**EXERCISE MATERIALS:**
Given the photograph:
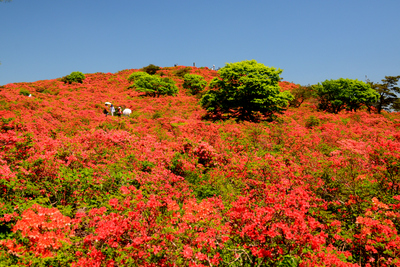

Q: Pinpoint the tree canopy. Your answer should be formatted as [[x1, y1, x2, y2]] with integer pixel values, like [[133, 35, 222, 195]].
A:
[[315, 78, 379, 113], [367, 75, 400, 113], [200, 60, 293, 120]]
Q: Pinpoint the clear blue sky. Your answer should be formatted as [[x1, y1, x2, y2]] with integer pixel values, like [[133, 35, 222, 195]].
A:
[[0, 0, 400, 85]]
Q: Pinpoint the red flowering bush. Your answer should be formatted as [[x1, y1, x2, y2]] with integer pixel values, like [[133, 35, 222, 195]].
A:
[[0, 66, 400, 266]]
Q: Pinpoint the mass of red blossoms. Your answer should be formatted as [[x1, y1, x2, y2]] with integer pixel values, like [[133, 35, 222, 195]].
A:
[[0, 66, 400, 266]]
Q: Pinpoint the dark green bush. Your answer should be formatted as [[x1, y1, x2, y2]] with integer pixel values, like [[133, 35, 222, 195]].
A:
[[182, 74, 207, 95], [61, 71, 86, 84], [140, 64, 161, 75]]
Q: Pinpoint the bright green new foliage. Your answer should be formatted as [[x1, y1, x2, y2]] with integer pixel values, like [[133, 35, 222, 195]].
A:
[[315, 78, 379, 113], [182, 74, 207, 95], [201, 60, 293, 120], [62, 71, 86, 84], [133, 75, 178, 97]]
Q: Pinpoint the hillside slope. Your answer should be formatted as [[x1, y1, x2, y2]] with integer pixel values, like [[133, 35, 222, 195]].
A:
[[0, 66, 400, 266]]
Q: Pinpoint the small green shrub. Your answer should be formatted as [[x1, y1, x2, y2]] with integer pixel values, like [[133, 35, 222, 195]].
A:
[[128, 71, 149, 82], [182, 74, 207, 95], [61, 71, 86, 84], [140, 64, 161, 75], [133, 75, 178, 97]]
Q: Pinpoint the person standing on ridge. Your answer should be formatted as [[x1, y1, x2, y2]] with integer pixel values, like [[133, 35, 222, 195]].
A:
[[110, 104, 115, 116]]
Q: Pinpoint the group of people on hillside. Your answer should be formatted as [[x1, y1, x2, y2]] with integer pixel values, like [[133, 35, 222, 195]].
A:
[[103, 102, 132, 117]]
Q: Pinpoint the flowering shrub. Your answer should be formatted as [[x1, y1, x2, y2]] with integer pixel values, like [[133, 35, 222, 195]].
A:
[[0, 66, 400, 266]]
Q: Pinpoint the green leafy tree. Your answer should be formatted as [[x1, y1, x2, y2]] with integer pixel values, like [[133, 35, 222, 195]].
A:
[[315, 78, 379, 113], [61, 71, 85, 84], [367, 75, 400, 113], [289, 85, 315, 108], [182, 74, 207, 95], [133, 75, 178, 97], [200, 60, 294, 120]]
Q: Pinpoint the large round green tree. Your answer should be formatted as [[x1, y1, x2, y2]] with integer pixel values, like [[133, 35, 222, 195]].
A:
[[200, 60, 293, 120]]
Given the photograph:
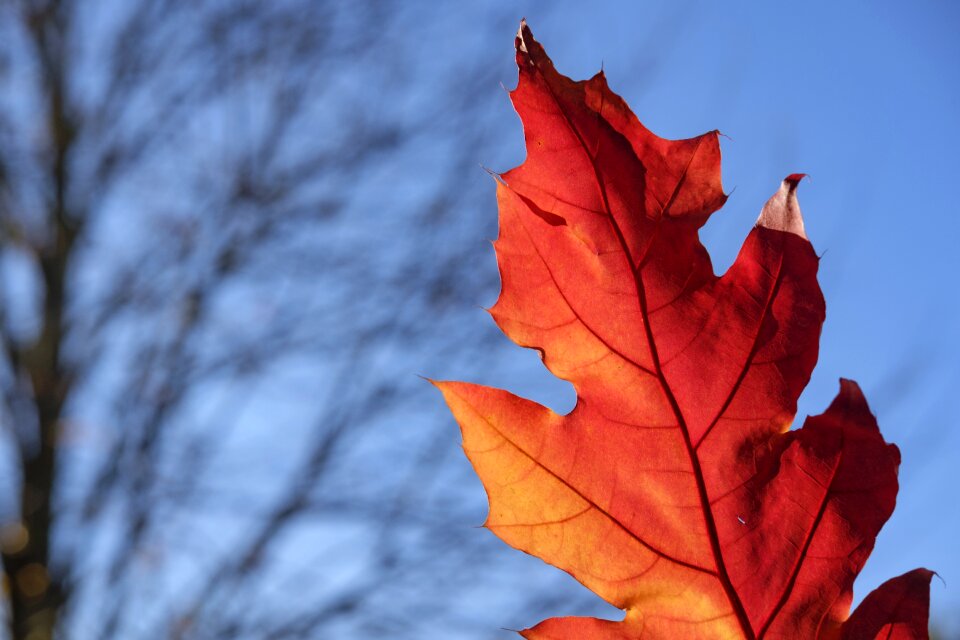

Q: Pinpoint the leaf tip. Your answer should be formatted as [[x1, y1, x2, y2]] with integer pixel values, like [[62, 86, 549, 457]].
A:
[[757, 173, 807, 240]]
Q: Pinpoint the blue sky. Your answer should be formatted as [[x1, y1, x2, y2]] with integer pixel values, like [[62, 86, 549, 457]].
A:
[[443, 1, 960, 637]]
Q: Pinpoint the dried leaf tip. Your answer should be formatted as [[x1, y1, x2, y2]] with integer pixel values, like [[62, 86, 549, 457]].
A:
[[757, 173, 807, 239], [514, 18, 528, 53]]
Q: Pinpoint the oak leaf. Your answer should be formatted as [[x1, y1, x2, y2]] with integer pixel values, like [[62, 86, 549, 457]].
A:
[[435, 24, 931, 640]]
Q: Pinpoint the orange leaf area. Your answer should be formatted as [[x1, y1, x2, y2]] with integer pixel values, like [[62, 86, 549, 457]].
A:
[[435, 24, 931, 640]]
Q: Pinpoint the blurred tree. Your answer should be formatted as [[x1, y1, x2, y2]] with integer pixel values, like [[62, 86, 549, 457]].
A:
[[0, 0, 576, 640]]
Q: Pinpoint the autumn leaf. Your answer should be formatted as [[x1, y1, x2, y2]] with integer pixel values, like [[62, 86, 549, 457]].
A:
[[435, 24, 931, 640]]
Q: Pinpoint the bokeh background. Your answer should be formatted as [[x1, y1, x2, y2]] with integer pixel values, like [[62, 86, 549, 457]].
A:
[[0, 0, 960, 640]]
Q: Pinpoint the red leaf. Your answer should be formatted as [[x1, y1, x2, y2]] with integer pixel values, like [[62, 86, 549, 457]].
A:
[[437, 24, 929, 639]]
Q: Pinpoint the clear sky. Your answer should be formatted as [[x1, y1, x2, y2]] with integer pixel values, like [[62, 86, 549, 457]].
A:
[[442, 0, 960, 637]]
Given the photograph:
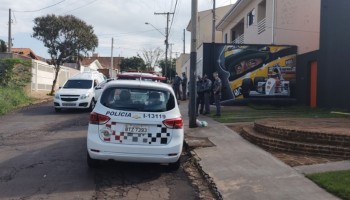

**TASK BRIEF:** Reproduce the records from the line containing "Q: Pinpoint the red flowering" through the line containing "64, 161, 75]]", renaming every "bush" as "shrub" and leaving all else as it stands.

**SOLUTION:**
Q: Pinpoint the red flowering shrub. Your answer should be formatted as [[x1, y1, x2, y2]] with integer pixel values, like [[133, 35, 222, 195]].
A:
[[0, 66, 400, 266]]
Q: Pinpoint the mass of red blossoms. Your answer should be formatted as [[x1, y1, x2, y2]] with integer pixel values, like [[133, 35, 222, 195]].
A:
[[0, 66, 400, 266]]
Q: Pinpoint the dark green shrub. Your answer should be formatted as [[x1, y1, x2, y2]] with integer pixel values, like [[133, 35, 222, 195]].
A:
[[182, 74, 207, 95], [61, 71, 86, 84], [140, 64, 161, 75]]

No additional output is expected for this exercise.